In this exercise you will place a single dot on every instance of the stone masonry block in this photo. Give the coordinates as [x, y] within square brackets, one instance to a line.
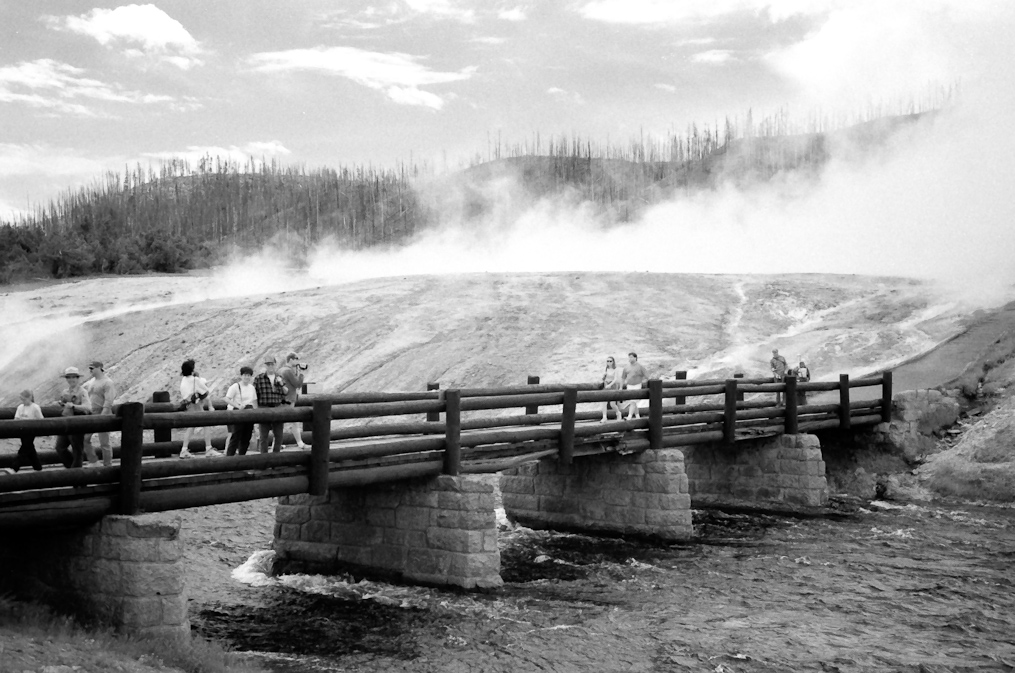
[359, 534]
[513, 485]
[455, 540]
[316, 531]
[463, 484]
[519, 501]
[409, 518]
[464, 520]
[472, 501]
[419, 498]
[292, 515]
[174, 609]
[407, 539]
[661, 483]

--

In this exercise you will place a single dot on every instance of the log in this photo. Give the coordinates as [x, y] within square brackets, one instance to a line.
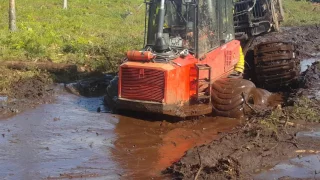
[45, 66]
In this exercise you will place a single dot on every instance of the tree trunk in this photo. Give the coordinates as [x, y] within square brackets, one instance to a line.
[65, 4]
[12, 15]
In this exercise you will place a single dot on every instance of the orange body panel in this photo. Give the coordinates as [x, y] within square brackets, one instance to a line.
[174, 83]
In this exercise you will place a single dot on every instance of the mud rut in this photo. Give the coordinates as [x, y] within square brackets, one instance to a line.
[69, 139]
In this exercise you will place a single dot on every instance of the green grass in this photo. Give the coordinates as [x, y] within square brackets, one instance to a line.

- EXERCISE OBJECTIVE -
From the data above, output only the lines between the line containing "the mud rut" and the line containing "of the green", inclusive, exactly as written.

- EXPECTED OUTPUT -
In this exercise you will place a single dot on every instance of the mud rut in this photo. Give the coordinates as [x, y] within square brackets, one instance to a line.
[69, 139]
In this exercise you will place a single dot on every instance of the green grass in this photo. Give the coordinates as [x, y] within square brackets, one instance to a line.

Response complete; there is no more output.